* [SHORT EXERCISE]: Rewrite the part that opens with the line containing "quarter window in this photo, one per instance." and runs through the end of the entries, requests included. Multiply every coordinate in the answers by 1.55 and round each to a whole number, with halves rounded up.

* [RECORDS]:
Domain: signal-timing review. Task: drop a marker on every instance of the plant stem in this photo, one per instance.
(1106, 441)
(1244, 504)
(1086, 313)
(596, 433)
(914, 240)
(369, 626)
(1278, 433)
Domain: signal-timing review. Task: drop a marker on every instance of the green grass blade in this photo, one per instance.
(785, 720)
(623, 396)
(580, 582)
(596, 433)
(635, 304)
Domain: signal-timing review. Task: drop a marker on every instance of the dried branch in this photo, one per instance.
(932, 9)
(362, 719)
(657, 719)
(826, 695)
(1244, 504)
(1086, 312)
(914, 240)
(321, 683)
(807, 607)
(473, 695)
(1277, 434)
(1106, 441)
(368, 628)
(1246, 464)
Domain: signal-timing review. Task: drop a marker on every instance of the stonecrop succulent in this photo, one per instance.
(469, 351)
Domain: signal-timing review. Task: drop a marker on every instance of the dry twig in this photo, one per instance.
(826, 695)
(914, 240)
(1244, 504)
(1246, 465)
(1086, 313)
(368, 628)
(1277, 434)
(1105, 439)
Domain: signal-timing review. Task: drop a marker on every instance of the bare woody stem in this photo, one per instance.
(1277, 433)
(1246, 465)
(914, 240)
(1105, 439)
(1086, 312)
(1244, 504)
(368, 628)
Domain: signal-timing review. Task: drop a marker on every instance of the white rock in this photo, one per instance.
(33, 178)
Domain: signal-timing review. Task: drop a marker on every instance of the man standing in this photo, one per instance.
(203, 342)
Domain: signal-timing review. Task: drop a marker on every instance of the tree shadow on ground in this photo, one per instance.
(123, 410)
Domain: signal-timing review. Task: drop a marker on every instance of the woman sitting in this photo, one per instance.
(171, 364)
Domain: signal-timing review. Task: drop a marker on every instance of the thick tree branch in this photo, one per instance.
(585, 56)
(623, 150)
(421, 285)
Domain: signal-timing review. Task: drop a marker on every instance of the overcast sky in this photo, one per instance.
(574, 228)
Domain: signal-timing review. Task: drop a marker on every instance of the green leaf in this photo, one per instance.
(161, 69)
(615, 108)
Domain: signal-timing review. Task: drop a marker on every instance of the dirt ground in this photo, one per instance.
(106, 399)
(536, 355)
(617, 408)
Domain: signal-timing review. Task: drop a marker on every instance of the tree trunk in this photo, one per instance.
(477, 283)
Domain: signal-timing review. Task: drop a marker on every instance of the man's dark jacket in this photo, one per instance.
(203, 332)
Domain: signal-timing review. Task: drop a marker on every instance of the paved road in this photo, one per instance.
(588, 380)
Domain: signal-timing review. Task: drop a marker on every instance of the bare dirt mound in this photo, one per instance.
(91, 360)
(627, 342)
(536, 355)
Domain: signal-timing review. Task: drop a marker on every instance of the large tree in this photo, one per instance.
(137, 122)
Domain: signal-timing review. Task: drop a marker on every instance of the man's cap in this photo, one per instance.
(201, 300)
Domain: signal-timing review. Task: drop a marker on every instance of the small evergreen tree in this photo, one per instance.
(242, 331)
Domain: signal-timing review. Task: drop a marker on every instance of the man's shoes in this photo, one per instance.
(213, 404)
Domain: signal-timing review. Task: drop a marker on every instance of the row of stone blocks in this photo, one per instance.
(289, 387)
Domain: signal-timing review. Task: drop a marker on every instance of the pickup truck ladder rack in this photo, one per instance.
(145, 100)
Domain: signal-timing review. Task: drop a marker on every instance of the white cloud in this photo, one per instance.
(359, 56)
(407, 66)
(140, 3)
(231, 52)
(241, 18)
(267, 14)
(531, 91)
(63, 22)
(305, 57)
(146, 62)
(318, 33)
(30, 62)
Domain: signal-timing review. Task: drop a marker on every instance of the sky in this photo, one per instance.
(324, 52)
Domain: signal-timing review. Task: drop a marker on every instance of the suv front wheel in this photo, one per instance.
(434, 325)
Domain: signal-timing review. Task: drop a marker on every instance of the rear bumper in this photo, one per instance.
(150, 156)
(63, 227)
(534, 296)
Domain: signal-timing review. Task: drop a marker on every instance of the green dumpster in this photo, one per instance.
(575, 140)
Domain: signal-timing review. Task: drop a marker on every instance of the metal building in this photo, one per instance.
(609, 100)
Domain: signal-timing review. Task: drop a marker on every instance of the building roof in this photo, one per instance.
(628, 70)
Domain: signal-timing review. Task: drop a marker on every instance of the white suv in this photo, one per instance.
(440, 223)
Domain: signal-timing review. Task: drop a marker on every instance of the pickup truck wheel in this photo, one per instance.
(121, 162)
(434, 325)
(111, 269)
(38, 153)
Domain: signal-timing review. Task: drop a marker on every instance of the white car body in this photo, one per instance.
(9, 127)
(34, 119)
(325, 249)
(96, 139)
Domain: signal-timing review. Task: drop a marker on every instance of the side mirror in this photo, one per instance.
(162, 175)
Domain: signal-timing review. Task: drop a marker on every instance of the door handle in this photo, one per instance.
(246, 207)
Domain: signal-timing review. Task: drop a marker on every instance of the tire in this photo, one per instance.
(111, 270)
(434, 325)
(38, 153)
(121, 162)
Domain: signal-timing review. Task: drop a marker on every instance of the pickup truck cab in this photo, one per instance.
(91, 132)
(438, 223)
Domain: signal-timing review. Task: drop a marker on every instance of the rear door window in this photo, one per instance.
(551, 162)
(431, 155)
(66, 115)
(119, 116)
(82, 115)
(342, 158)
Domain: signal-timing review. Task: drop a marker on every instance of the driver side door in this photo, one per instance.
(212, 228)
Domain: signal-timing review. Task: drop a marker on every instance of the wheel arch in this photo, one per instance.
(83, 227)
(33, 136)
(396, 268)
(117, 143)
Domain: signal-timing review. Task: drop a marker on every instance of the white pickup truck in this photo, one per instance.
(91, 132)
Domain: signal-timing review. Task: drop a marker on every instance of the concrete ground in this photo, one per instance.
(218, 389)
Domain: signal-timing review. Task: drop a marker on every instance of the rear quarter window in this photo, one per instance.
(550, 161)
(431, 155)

* [THE REPLY]:
Domain: signal-timing review. Task: drop a marker on every instance of the rear quarter window in this photo, one per instance.
(853, 250)
(668, 240)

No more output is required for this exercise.